## What needs to be done
Copy the rows below with every "top-left and bottom-right" swapped for "upper-left and lower-right", leaving everything else unchanged.

··· Records shown ···

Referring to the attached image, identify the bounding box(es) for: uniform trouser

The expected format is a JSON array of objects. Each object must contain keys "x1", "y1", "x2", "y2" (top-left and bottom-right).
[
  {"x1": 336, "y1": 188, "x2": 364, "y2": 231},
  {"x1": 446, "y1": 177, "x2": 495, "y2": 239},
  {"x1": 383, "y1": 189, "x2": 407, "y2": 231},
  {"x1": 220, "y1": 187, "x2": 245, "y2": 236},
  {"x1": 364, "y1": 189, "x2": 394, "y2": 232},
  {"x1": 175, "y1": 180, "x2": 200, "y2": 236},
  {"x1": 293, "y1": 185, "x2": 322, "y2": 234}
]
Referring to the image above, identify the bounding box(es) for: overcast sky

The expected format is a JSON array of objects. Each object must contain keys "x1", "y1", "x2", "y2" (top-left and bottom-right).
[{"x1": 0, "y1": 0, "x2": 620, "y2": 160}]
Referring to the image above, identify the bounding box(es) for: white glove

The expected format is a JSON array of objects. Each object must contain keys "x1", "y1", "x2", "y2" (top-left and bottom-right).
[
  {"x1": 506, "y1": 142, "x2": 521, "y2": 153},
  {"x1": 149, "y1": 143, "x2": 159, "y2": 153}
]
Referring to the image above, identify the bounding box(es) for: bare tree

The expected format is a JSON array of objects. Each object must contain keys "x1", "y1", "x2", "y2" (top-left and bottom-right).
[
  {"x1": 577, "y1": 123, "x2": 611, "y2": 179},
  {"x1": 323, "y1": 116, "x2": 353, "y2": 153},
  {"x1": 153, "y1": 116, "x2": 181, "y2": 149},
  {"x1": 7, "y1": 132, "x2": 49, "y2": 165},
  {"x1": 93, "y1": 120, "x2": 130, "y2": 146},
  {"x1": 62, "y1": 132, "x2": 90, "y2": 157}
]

···

## Response to the task
Referring to the attached image, identify the bounding box(es) for: uniform trouser

The expected format is a JSON array of objects. Each object must contain keys "x1", "y1", "x2", "y2" (upper-left and lower-right).
[
  {"x1": 336, "y1": 188, "x2": 364, "y2": 231},
  {"x1": 446, "y1": 177, "x2": 495, "y2": 239},
  {"x1": 383, "y1": 189, "x2": 407, "y2": 231},
  {"x1": 220, "y1": 187, "x2": 245, "y2": 236},
  {"x1": 364, "y1": 189, "x2": 394, "y2": 232},
  {"x1": 175, "y1": 180, "x2": 200, "y2": 236},
  {"x1": 293, "y1": 185, "x2": 322, "y2": 234}
]
Referring to the image above, identify the bounding box(es) for: overcast sky

The expected format is a JSON array of objects. Each object must contain keys "x1", "y1", "x2", "y2" (upper-left and lower-right).
[{"x1": 0, "y1": 0, "x2": 620, "y2": 160}]
Referring to the image above, identify the bounding box(es) for: white glove

The expected format is a JSON array of objects. Each object must contain keys "x1", "y1", "x2", "y2" (upper-left and lower-right).
[
  {"x1": 506, "y1": 142, "x2": 521, "y2": 153},
  {"x1": 149, "y1": 143, "x2": 159, "y2": 153}
]
Referring to the image above, identify the bounding box(es) for: bare tree

The expected format is a JSON array of objects. Each object must contain keys "x1", "y1", "x2", "y2" (upper-left and lower-right).
[
  {"x1": 577, "y1": 123, "x2": 611, "y2": 179},
  {"x1": 323, "y1": 116, "x2": 353, "y2": 153},
  {"x1": 153, "y1": 116, "x2": 181, "y2": 149},
  {"x1": 7, "y1": 132, "x2": 49, "y2": 165},
  {"x1": 93, "y1": 120, "x2": 130, "y2": 146},
  {"x1": 62, "y1": 132, "x2": 90, "y2": 157}
]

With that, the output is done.